Exercise brief
Give every line below again, exactly.

Task input

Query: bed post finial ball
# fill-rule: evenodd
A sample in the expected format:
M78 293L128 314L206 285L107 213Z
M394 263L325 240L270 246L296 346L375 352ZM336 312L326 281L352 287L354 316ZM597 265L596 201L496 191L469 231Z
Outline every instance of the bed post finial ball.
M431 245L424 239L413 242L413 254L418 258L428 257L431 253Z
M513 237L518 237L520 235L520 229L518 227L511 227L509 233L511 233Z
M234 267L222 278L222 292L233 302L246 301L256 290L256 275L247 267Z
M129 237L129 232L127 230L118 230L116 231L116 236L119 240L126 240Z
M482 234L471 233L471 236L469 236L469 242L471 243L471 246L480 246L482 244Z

Result below
Query: bed post finial ball
# fill-rule: evenodd
A sample in the expected format:
M78 293L128 314L206 285L107 213Z
M394 263L325 240L270 246L296 346L375 352ZM336 312L326 281L352 287L354 316ZM597 265L596 201L496 191L469 231Z
Outline every instance of the bed post finial ball.
M431 245L424 239L413 242L413 254L418 258L428 257L431 253Z
M513 237L518 237L520 235L520 229L518 227L511 227L509 233L511 233Z
M234 267L222 278L222 292L233 302L246 301L256 290L256 275L247 267Z
M129 237L129 232L127 230L118 230L116 231L116 236L119 240L126 240Z
M482 234L471 233L471 236L469 236L469 242L471 243L471 246L480 246L482 244Z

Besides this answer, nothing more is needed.